GOAL OF THE EXERCISE » Reproduce all of the data below word for word, keeping every line in its original order.

***** PROVIDED ENTRIES *****

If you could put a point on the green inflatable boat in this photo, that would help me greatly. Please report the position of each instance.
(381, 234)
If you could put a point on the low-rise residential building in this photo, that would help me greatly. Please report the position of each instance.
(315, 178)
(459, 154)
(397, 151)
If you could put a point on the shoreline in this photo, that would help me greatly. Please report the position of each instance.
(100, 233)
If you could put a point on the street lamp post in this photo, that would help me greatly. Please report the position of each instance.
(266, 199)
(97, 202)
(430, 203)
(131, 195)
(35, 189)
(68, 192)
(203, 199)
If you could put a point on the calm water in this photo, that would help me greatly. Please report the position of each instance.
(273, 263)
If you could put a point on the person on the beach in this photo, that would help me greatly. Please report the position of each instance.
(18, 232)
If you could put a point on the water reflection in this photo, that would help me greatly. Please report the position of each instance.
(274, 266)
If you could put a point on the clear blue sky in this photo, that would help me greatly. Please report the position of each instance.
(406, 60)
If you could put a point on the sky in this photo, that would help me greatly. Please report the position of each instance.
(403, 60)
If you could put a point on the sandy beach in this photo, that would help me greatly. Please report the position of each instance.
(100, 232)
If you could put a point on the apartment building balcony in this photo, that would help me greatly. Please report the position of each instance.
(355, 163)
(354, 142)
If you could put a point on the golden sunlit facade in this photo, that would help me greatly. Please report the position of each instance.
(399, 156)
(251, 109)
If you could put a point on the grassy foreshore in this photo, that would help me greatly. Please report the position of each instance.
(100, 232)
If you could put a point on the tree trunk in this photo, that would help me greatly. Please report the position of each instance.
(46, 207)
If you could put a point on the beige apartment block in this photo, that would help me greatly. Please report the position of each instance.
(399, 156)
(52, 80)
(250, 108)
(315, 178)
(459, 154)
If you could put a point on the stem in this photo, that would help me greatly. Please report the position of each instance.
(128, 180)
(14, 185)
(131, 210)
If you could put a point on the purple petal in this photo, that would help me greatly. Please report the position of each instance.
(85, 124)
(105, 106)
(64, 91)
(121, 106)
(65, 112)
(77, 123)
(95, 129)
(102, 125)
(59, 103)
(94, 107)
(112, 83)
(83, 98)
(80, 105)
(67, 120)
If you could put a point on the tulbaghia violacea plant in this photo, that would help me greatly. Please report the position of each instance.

*****

RESULT BELOW »
If you could put a point on the green inflatable boat in this photo, that would help me greatly. Please report the position of each instance.
(381, 234)
If you could put a point on the low-rise residential building in this photo, that would help me greatly. Please report the position of each instance.
(315, 178)
(459, 154)
(397, 151)
If you could put a point on the shoreline in this photo, that would help me greatly. Please report the position of each instance.
(100, 233)
If you could put a point on the street lamp post in this photo, that would help me greatly. Please report the position of each instance.
(266, 199)
(97, 202)
(430, 203)
(131, 195)
(35, 189)
(68, 192)
(203, 199)
If you could put a point on the calm water in this photo, that would help me greatly. Please report the position of each instance.
(273, 263)
If you could put a point on the person on the beach in this photo, that would help me greatly. Please report the position of each instance.
(18, 232)
If you could put a point on the water reflection in this photo, that would help me greatly. Please report the position of each instance.
(274, 266)
If you could put a point on the clear blue sky in this photo, that would help me greatly. Please report the position of each instance.
(406, 60)
If you could put a point on the sky in this photo, that would help me greatly. Please report the position of each instance.
(403, 60)
If you could put a point on the sandy beach in this photo, that would help me greatly. Please report the position of each instance.
(100, 232)
If you could put a point on the apartment building balcony in this photo, that would help me greatly. Please report the position of each instance.
(355, 163)
(354, 142)
If you could put a point on the golden sunlit facade in this photo, that would help me greatly. Please report the position of each instance.
(399, 156)
(251, 109)
If you could put a point on the grassy foreshore in this photo, that would help me greatly. Please report the position of each instance.
(100, 232)
If you could put a point on the tree trunk in this photo, that would help me greatly. Please report the position of each instance.
(46, 207)
If you could put a point on the beige apartment block in this photo, that would help me greatly. Please report the position of each instance.
(399, 156)
(52, 80)
(250, 108)
(315, 178)
(459, 154)
If you could put a point on the stem in this photo, that would help me greatly. Please report the position of each instance.
(128, 180)
(14, 185)
(131, 210)
If you could put a point on the purple petal in this photo, that would help me greatly. Please report the position of each instance.
(85, 124)
(105, 106)
(64, 91)
(121, 106)
(65, 112)
(77, 123)
(95, 129)
(102, 125)
(59, 103)
(94, 107)
(112, 83)
(83, 98)
(80, 105)
(67, 120)
If you could put a point on the tulbaghia violacea plant in this photo, that would help me greatly. Please report the position of each instance.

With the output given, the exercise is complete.